• Task:
For the material below, count the lines containing "target" and reply with the number alone.

• Records for the exercise:
• • • •

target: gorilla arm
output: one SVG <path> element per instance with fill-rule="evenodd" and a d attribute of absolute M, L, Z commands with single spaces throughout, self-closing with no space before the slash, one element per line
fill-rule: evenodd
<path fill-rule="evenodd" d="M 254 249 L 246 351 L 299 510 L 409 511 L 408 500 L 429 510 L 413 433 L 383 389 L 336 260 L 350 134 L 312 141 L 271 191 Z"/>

• • • •

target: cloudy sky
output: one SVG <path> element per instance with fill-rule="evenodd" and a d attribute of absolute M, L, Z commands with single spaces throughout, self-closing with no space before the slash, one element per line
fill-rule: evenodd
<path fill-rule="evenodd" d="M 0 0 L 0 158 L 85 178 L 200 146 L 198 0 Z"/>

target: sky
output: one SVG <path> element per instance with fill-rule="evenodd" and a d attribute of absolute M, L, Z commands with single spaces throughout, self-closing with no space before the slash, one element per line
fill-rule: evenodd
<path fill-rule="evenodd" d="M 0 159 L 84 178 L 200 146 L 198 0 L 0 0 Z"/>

• • • •

• Output for this exercise:
3